DA ESEGUIRE: Sostituisci "small rock" con "pebble" nelle righe che vanno da quella con "Kindly provide the mask of every instance of the small" a quella con "218 130 L 220", estremi inclusi. Riporta soltanto queste righe e lascia invariato tutto il resto.

### ESTRATTO DEI DATI

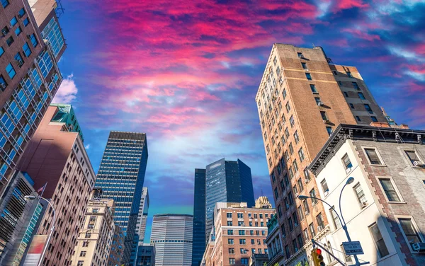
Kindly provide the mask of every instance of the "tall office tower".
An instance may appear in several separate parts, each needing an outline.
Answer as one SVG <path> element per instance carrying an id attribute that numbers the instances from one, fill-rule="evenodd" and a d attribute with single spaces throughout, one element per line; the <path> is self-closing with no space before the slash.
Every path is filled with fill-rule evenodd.
<path id="1" fill-rule="evenodd" d="M 206 241 L 213 226 L 214 208 L 217 202 L 247 202 L 248 207 L 255 205 L 251 168 L 241 160 L 225 161 L 223 158 L 206 167 Z"/>
<path id="2" fill-rule="evenodd" d="M 249 208 L 246 202 L 217 202 L 205 265 L 248 265 L 251 257 L 267 254 L 267 221 L 275 213 L 274 209 Z"/>
<path id="3" fill-rule="evenodd" d="M 94 190 L 79 227 L 71 265 L 103 266 L 109 260 L 113 240 L 115 204 L 111 199 L 98 199 L 101 190 Z"/>
<path id="4" fill-rule="evenodd" d="M 114 221 L 125 236 L 124 265 L 130 263 L 147 157 L 144 133 L 111 131 L 97 175 L 101 197 L 116 204 Z"/>
<path id="5" fill-rule="evenodd" d="M 154 215 L 151 243 L 155 245 L 155 266 L 191 265 L 193 227 L 192 215 Z"/>
<path id="6" fill-rule="evenodd" d="M 195 169 L 192 266 L 199 266 L 205 250 L 205 169 Z"/>
<path id="7" fill-rule="evenodd" d="M 0 195 L 62 80 L 55 1 L 31 3 L 0 1 Z"/>
<path id="8" fill-rule="evenodd" d="M 274 44 L 256 96 L 280 233 L 289 250 L 280 264 L 304 245 L 299 234 L 308 241 L 308 229 L 320 229 L 322 203 L 296 197 L 319 195 L 307 166 L 333 130 L 341 123 L 386 122 L 357 69 L 331 62 L 319 47 Z"/>
<path id="9" fill-rule="evenodd" d="M 63 113 L 57 106 L 47 108 L 18 164 L 31 176 L 35 187 L 45 185 L 43 197 L 51 199 L 56 210 L 55 232 L 42 259 L 45 265 L 69 265 L 96 180 L 79 133 L 56 122 L 58 115 L 70 115 L 72 108 L 68 110 Z M 48 208 L 37 234 L 49 234 L 52 222 Z"/>
<path id="10" fill-rule="evenodd" d="M 139 247 L 143 245 L 144 241 L 144 233 L 146 231 L 146 223 L 147 222 L 147 213 L 149 211 L 149 194 L 147 187 L 142 190 L 142 198 L 140 199 L 140 207 L 137 214 L 137 223 L 136 224 L 136 233 L 133 237 L 132 249 L 130 258 L 130 264 L 133 265 L 136 262 Z"/>

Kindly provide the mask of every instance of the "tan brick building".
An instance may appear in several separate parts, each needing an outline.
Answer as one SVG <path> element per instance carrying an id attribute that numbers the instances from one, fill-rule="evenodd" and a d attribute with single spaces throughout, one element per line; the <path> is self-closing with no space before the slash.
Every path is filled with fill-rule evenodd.
<path id="1" fill-rule="evenodd" d="M 332 64 L 319 47 L 274 44 L 256 96 L 285 258 L 307 257 L 306 242 L 328 221 L 307 166 L 341 123 L 386 122 L 356 67 Z"/>
<path id="2" fill-rule="evenodd" d="M 248 265 L 253 254 L 266 254 L 267 221 L 274 209 L 248 208 L 246 202 L 218 202 L 215 233 L 207 245 L 205 266 Z"/>

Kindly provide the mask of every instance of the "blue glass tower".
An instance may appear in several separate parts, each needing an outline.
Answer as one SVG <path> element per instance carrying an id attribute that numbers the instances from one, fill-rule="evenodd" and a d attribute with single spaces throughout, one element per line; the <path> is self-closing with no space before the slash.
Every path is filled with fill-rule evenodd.
<path id="1" fill-rule="evenodd" d="M 102 198 L 115 202 L 114 221 L 125 236 L 125 265 L 130 261 L 147 156 L 145 134 L 110 132 L 95 185 L 102 189 Z"/>
<path id="2" fill-rule="evenodd" d="M 217 202 L 243 202 L 250 207 L 255 205 L 251 168 L 241 160 L 225 161 L 223 158 L 203 170 L 195 170 L 193 266 L 198 266 L 202 260 L 214 223 Z M 203 229 L 200 227 L 202 224 L 205 224 Z M 203 243 L 198 244 L 201 239 Z M 200 258 L 196 257 L 198 254 L 201 254 Z"/>
<path id="3" fill-rule="evenodd" d="M 205 169 L 195 169 L 192 266 L 199 266 L 205 250 Z"/>

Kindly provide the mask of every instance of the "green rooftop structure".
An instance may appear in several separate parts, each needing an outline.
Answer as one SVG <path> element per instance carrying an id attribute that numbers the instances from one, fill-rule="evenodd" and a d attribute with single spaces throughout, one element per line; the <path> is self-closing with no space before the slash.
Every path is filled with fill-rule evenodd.
<path id="1" fill-rule="evenodd" d="M 65 123 L 68 127 L 68 130 L 78 132 L 81 138 L 81 141 L 84 142 L 84 137 L 83 137 L 83 132 L 75 117 L 72 105 L 63 103 L 52 103 L 50 106 L 57 106 L 59 108 L 59 110 L 53 118 L 52 118 L 51 121 Z"/>

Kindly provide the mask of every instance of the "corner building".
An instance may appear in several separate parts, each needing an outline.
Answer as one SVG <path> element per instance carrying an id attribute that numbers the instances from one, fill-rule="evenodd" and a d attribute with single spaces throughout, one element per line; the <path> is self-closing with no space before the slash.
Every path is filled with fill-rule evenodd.
<path id="1" fill-rule="evenodd" d="M 283 258 L 306 260 L 312 237 L 328 224 L 307 167 L 339 124 L 387 122 L 356 67 L 332 64 L 320 47 L 274 44 L 256 96 Z M 310 245 L 311 246 L 311 244 Z"/>
<path id="2" fill-rule="evenodd" d="M 97 175 L 101 198 L 115 202 L 114 221 L 124 232 L 122 264 L 130 263 L 147 163 L 144 133 L 111 131 Z M 138 241 L 138 237 L 136 238 Z"/>

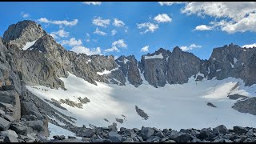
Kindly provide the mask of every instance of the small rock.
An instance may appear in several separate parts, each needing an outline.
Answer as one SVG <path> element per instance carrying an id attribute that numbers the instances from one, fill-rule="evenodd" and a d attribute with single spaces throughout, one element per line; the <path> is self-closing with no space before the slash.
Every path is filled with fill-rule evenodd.
<path id="1" fill-rule="evenodd" d="M 81 140 L 82 140 L 82 142 L 90 142 L 90 138 L 83 138 Z"/>
<path id="2" fill-rule="evenodd" d="M 6 142 L 18 142 L 18 139 L 13 135 L 8 135 L 5 138 Z"/>
<path id="3" fill-rule="evenodd" d="M 57 141 L 56 142 L 82 142 L 82 141 L 78 138 L 67 138 L 67 139 Z"/>
<path id="4" fill-rule="evenodd" d="M 179 130 L 179 132 L 182 132 L 182 133 L 190 133 L 190 130 L 187 130 L 187 129 L 181 129 L 181 130 Z"/>
<path id="5" fill-rule="evenodd" d="M 112 142 L 112 141 L 110 139 L 104 139 L 102 142 Z"/>
<path id="6" fill-rule="evenodd" d="M 188 134 L 176 134 L 176 136 L 174 136 L 174 140 L 177 142 L 187 142 L 192 139 L 193 138 Z"/>
<path id="7" fill-rule="evenodd" d="M 88 129 L 82 134 L 82 137 L 91 138 L 96 133 L 94 129 Z"/>
<path id="8" fill-rule="evenodd" d="M 224 138 L 225 139 L 230 139 L 230 138 L 232 138 L 232 137 L 233 137 L 233 135 L 230 134 L 226 134 L 223 136 L 223 138 Z"/>
<path id="9" fill-rule="evenodd" d="M 218 130 L 220 134 L 224 134 L 229 132 L 229 130 L 224 125 L 220 125 L 215 128 L 213 128 L 213 130 Z"/>
<path id="10" fill-rule="evenodd" d="M 163 142 L 176 142 L 174 140 L 170 139 L 170 140 L 168 140 L 168 141 L 165 141 Z"/>
<path id="11" fill-rule="evenodd" d="M 9 136 L 9 135 L 11 135 L 11 136 L 13 136 L 14 138 L 18 138 L 18 135 L 16 134 L 16 132 L 14 131 L 14 130 L 7 130 L 6 131 L 1 131 L 1 134 L 4 137 Z"/>
<path id="12" fill-rule="evenodd" d="M 138 129 L 137 129 L 137 128 L 134 128 L 133 130 L 134 130 L 134 131 L 135 133 L 137 133 L 137 132 L 138 132 L 138 131 L 139 131 L 139 130 L 138 130 Z"/>
<path id="13" fill-rule="evenodd" d="M 110 131 L 108 134 L 108 137 L 113 142 L 120 142 L 122 140 L 122 136 L 114 131 Z"/>
<path id="14" fill-rule="evenodd" d="M 67 136 L 67 138 L 77 138 L 76 137 L 74 137 L 74 136 Z"/>
<path id="15" fill-rule="evenodd" d="M 215 105 L 212 104 L 211 102 L 208 102 L 207 106 L 211 106 L 211 107 L 217 107 Z"/>
<path id="16" fill-rule="evenodd" d="M 133 138 L 127 138 L 125 141 L 123 141 L 122 142 L 134 142 Z"/>
<path id="17" fill-rule="evenodd" d="M 154 133 L 154 130 L 150 127 L 143 127 L 141 134 L 143 140 L 146 140 L 150 138 Z"/>
<path id="18" fill-rule="evenodd" d="M 162 131 L 155 133 L 154 135 L 159 137 L 160 138 L 162 138 L 165 136 L 165 134 Z"/>
<path id="19" fill-rule="evenodd" d="M 9 122 L 14 122 L 14 121 L 15 120 L 12 116 L 8 115 L 8 114 L 5 114 L 5 115 L 3 116 L 3 118 L 4 118 L 5 119 L 6 119 L 7 121 L 9 121 Z"/>
<path id="20" fill-rule="evenodd" d="M 245 127 L 242 127 L 242 126 L 234 126 L 234 132 L 235 134 L 246 134 L 248 132 L 248 130 L 246 130 L 246 128 Z"/>
<path id="21" fill-rule="evenodd" d="M 120 132 L 122 133 L 126 130 L 125 127 L 120 127 Z"/>
<path id="22" fill-rule="evenodd" d="M 6 130 L 9 129 L 10 122 L 0 117 L 0 130 Z"/>
<path id="23" fill-rule="evenodd" d="M 0 115 L 4 115 L 6 113 L 2 110 L 0 109 Z"/>
<path id="24" fill-rule="evenodd" d="M 17 134 L 22 134 L 22 135 L 26 135 L 27 134 L 27 129 L 25 126 L 22 126 L 18 123 L 11 123 L 10 129 L 12 130 L 14 130 Z"/>
<path id="25" fill-rule="evenodd" d="M 115 122 L 113 122 L 113 124 L 109 126 L 108 128 L 110 131 L 118 131 L 117 123 Z"/>
<path id="26" fill-rule="evenodd" d="M 151 136 L 150 138 L 146 139 L 146 142 L 154 142 L 154 141 L 159 142 L 159 140 L 160 140 L 159 137 L 158 137 L 158 136 Z"/>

######

RISPOSTA AL COMPITO:
Kindly provide the mask of every instance of the pebble.
An instance may appear in several separate parts, each needing an outline.
Answer as one SVG <path> element per instance carrying an id attribute that numbers the instances from one, fill-rule="evenodd" and a d attribute with single spaces throughout, one element per line; the <path> is self-closing with no space before the slash.
Every path is filled with fill-rule evenodd.
<path id="1" fill-rule="evenodd" d="M 81 140 L 82 140 L 82 142 L 90 142 L 90 138 L 83 138 Z"/>
<path id="2" fill-rule="evenodd" d="M 6 142 L 18 142 L 18 139 L 13 135 L 8 135 L 5 138 Z"/>
<path id="3" fill-rule="evenodd" d="M 57 141 L 56 142 L 82 142 L 82 141 L 78 138 L 67 138 L 67 139 Z"/>
<path id="4" fill-rule="evenodd" d="M 179 130 L 179 132 L 182 132 L 182 133 L 190 133 L 190 130 L 187 130 L 187 129 L 181 129 L 181 130 Z"/>
<path id="5" fill-rule="evenodd" d="M 112 142 L 112 141 L 110 139 L 104 139 L 102 142 Z"/>
<path id="6" fill-rule="evenodd" d="M 188 134 L 176 134 L 176 136 L 174 136 L 174 140 L 177 142 L 187 142 L 192 139 L 193 138 Z"/>
<path id="7" fill-rule="evenodd" d="M 88 129 L 82 134 L 82 137 L 91 138 L 96 133 L 94 129 Z"/>
<path id="8" fill-rule="evenodd" d="M 224 138 L 225 139 L 230 139 L 230 138 L 232 138 L 232 137 L 233 137 L 233 135 L 230 134 L 226 134 L 223 136 L 223 138 Z"/>
<path id="9" fill-rule="evenodd" d="M 218 130 L 220 134 L 224 134 L 229 132 L 229 130 L 224 125 L 220 125 L 215 128 L 213 128 L 213 130 Z"/>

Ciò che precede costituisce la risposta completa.